* **WHAT TO PRODUCE**: The stretch wanted below opens at the line containing "# Target: person wearing glasses" and closes at the line containing "# Target: blonde girl". Please return it exactly, with no other lines.

* **RECORD EXCERPTS**:
+===+
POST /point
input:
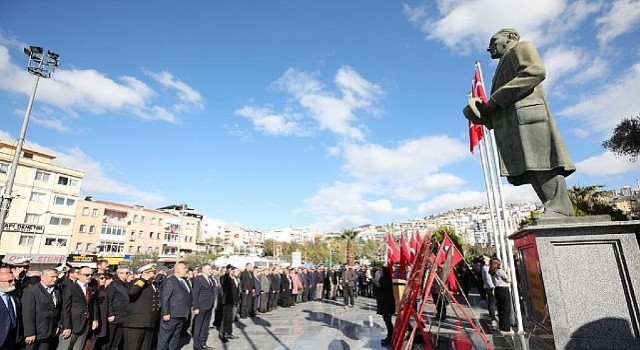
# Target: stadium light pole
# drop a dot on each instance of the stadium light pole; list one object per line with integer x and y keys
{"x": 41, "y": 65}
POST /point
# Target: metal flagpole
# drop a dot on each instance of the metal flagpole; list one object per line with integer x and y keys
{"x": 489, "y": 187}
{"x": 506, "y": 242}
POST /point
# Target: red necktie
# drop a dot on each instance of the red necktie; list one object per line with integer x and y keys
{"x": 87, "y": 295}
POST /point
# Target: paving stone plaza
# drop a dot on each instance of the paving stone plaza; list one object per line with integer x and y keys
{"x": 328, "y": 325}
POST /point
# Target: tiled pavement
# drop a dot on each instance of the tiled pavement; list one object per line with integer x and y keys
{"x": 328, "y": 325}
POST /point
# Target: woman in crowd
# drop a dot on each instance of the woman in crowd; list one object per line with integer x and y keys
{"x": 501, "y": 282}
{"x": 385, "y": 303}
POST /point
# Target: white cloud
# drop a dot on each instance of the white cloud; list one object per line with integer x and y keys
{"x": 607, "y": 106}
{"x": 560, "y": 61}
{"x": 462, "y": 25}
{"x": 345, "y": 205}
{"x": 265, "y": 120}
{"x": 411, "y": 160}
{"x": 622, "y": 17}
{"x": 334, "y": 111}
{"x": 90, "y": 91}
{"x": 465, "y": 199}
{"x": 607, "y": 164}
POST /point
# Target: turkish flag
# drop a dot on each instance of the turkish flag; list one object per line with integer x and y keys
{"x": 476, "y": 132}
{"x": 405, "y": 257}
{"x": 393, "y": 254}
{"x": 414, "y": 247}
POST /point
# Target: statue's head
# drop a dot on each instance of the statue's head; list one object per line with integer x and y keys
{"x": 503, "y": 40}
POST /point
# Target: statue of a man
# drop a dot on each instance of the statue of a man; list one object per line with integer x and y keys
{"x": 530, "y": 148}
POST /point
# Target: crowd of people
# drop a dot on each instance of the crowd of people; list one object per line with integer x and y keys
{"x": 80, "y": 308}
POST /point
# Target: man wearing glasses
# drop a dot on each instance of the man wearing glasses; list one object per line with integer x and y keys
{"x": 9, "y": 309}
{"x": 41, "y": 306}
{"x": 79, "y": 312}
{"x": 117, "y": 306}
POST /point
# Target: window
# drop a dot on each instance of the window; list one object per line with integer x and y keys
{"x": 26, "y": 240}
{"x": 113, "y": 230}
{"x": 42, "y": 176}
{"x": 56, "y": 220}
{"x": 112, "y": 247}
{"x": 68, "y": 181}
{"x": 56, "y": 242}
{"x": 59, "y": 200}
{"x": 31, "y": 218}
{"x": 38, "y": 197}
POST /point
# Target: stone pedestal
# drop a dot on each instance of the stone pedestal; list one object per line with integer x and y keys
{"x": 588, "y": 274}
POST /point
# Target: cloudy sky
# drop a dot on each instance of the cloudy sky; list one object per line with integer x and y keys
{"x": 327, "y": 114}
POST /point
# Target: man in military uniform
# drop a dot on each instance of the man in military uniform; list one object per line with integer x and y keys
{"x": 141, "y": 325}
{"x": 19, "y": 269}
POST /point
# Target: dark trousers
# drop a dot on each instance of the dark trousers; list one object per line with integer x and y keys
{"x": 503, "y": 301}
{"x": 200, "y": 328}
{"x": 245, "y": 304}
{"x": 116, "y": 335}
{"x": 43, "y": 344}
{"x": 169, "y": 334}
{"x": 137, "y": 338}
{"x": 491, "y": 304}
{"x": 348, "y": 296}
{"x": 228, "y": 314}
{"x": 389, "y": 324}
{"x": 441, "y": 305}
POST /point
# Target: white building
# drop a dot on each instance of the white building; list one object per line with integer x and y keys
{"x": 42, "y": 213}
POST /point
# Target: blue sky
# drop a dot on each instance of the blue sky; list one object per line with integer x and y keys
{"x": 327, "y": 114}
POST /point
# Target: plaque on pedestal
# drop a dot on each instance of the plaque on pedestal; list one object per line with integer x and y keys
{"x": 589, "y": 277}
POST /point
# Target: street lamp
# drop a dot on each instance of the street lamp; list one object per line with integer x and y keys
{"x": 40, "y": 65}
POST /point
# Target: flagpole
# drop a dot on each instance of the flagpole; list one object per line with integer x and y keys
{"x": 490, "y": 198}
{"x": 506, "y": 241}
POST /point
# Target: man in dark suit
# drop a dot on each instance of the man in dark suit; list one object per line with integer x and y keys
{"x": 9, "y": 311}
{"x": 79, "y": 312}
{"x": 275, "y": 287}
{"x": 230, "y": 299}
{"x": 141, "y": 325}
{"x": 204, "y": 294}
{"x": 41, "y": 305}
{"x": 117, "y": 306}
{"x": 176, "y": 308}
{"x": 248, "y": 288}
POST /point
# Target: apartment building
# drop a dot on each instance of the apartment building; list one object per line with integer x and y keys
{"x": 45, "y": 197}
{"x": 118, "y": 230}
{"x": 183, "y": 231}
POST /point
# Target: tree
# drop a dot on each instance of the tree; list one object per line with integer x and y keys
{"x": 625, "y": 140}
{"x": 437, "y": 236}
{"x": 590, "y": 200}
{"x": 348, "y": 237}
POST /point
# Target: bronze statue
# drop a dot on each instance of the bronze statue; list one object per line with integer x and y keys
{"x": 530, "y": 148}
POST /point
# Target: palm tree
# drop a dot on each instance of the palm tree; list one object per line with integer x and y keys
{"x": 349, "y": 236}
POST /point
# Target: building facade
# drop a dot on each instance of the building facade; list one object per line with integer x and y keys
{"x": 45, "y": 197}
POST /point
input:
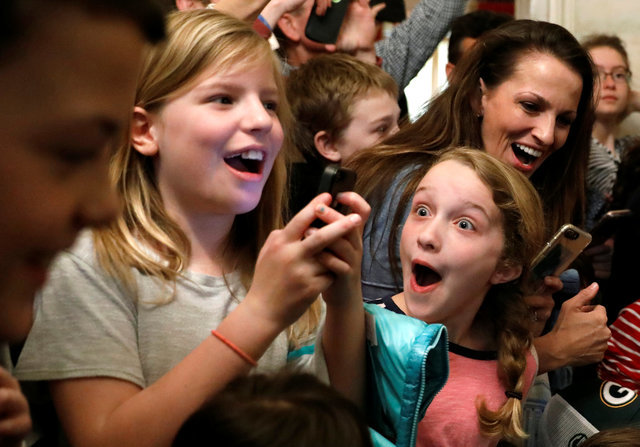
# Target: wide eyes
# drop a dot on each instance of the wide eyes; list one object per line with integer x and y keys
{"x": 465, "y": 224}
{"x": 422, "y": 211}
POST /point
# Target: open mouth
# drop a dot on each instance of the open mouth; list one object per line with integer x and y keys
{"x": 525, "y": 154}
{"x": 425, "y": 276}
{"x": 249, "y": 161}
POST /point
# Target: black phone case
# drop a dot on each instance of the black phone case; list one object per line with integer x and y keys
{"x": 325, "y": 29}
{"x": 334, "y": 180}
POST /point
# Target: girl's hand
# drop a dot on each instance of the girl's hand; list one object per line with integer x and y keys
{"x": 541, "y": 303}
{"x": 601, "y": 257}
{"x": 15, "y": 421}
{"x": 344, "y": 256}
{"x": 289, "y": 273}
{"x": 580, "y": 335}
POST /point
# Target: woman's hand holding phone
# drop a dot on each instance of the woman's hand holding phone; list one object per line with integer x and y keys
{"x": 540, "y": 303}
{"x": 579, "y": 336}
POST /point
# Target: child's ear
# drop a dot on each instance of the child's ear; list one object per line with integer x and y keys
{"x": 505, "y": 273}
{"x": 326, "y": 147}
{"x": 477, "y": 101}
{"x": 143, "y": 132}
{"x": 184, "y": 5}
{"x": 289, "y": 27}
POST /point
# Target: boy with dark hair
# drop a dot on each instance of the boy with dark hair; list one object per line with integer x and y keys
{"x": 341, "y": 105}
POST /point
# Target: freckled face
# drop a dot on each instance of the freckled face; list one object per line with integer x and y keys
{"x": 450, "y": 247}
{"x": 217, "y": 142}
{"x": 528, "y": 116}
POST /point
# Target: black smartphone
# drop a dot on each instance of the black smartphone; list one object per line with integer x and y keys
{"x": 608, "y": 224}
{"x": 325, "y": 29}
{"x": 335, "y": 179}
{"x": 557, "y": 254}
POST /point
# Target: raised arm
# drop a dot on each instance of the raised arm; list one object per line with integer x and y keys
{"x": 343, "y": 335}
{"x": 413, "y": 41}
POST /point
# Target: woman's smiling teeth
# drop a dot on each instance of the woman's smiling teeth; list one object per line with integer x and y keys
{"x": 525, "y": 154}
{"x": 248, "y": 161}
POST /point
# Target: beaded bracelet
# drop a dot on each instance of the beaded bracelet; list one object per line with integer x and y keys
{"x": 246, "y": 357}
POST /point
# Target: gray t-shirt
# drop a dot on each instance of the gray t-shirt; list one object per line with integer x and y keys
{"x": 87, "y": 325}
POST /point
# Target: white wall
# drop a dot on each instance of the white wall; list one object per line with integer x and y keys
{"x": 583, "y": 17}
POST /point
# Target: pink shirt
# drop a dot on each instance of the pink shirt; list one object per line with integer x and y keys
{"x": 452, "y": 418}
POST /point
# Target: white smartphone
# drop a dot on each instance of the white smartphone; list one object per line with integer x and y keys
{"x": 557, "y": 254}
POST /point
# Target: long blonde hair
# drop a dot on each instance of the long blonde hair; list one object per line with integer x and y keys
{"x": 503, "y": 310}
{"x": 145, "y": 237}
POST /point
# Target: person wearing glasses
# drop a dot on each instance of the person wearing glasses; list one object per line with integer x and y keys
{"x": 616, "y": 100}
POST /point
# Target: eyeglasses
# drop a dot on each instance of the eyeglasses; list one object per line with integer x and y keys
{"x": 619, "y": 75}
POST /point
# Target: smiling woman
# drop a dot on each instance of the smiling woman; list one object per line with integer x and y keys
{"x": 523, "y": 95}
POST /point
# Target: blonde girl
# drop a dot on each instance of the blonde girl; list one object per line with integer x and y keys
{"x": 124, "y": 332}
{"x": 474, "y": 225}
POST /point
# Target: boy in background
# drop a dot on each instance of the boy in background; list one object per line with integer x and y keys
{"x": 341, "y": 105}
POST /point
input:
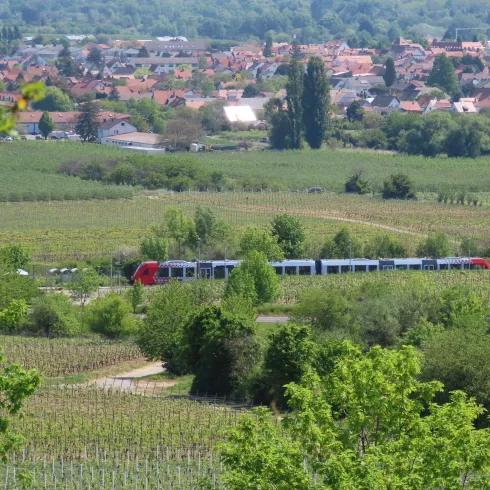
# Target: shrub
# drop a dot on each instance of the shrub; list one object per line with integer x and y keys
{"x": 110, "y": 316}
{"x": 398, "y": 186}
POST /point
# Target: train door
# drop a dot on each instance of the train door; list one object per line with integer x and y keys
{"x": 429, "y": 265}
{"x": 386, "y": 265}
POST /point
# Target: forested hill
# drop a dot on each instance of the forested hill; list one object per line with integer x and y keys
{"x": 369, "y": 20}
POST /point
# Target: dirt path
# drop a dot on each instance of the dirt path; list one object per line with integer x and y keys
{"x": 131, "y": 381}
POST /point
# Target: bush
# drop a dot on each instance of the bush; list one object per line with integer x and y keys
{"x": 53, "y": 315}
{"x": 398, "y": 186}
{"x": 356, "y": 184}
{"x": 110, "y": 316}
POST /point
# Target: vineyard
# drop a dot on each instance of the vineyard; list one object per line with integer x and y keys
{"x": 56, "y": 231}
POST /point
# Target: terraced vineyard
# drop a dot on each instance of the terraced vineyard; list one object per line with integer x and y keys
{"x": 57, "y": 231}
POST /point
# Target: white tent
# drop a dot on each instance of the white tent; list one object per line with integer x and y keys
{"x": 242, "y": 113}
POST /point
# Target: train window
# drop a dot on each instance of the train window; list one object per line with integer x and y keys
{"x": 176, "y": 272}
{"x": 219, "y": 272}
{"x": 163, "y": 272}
+===+
* **SOLUTION**:
# Target: person wearing glasses
# drop a dot on each instance of the person wearing glasses; list one object per line with integer x and y keys
{"x": 616, "y": 100}
POST /point
# Target: eyeglasses
# drop a dot on each instance of the eyeglasses; list one object per line with integer x and y keys
{"x": 619, "y": 75}
POST /point
# Target: smiling woman
# drop a dot on each instance of the smiling woman; list one object per line with integer x and y keys
{"x": 523, "y": 95}
POST /point
# Target: blonde girl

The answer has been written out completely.